- Exercise
Reproduce exactly the lines below, starting with the line that contains "locate: sign with" and ending with the last line of the records, both included, and nothing else.

**** Input rows

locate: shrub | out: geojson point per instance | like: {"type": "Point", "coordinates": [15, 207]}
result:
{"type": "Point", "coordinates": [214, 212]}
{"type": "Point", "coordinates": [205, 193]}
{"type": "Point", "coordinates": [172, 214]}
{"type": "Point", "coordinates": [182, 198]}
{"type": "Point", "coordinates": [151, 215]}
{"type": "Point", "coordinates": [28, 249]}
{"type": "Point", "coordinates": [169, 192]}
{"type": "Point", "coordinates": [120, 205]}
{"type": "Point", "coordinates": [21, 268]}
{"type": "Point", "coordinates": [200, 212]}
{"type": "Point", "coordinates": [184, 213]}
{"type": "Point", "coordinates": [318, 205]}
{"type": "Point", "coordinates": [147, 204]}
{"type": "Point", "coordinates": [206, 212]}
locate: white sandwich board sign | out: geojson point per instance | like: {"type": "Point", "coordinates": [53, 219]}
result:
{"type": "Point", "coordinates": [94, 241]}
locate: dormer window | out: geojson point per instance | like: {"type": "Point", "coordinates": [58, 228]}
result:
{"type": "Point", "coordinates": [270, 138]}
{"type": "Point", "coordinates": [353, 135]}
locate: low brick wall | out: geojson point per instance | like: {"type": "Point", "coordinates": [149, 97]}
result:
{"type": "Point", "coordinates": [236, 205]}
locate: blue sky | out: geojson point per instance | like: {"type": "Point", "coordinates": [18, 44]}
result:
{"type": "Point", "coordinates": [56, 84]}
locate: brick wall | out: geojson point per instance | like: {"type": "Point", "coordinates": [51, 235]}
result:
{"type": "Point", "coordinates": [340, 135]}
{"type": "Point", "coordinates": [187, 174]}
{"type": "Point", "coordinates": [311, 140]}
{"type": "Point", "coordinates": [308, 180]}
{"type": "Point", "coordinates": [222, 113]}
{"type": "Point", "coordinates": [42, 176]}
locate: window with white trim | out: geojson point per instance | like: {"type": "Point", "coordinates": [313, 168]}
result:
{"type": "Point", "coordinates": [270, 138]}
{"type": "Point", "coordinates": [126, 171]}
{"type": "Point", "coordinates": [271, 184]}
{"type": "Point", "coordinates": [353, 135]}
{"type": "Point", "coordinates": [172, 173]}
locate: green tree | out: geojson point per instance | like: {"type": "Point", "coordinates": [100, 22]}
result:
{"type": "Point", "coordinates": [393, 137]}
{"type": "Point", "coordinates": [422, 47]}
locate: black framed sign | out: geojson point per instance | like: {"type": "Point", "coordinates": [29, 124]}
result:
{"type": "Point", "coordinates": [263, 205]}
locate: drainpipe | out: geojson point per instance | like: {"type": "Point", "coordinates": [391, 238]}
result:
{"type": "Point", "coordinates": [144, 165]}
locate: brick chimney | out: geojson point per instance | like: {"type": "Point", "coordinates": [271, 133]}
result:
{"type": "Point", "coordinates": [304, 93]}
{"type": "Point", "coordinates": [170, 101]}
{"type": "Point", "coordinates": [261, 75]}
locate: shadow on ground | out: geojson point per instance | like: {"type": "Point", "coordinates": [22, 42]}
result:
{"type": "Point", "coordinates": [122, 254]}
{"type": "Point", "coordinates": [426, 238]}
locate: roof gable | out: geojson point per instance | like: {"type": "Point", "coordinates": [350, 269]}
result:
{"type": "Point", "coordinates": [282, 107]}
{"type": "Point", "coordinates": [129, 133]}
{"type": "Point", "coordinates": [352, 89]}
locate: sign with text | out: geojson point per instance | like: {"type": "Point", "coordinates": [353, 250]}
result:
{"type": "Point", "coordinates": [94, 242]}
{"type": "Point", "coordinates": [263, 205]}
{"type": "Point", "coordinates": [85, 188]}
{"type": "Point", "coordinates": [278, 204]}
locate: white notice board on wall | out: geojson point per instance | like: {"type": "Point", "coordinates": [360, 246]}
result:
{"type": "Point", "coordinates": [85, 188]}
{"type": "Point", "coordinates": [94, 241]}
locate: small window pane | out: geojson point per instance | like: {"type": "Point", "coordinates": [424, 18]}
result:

********

- Completed task
locate: sign with text | out: geojson point per instance | like: {"type": "Point", "coordinates": [353, 250]}
result:
{"type": "Point", "coordinates": [94, 242]}
{"type": "Point", "coordinates": [263, 205]}
{"type": "Point", "coordinates": [85, 188]}
{"type": "Point", "coordinates": [278, 204]}
locate: white notice board on wall | out: geojson point per instance | like: {"type": "Point", "coordinates": [360, 246]}
result:
{"type": "Point", "coordinates": [85, 188]}
{"type": "Point", "coordinates": [94, 241]}
locate: small window pane | out: geojson point per instance | like: {"type": "Point", "coordinates": [424, 18]}
result:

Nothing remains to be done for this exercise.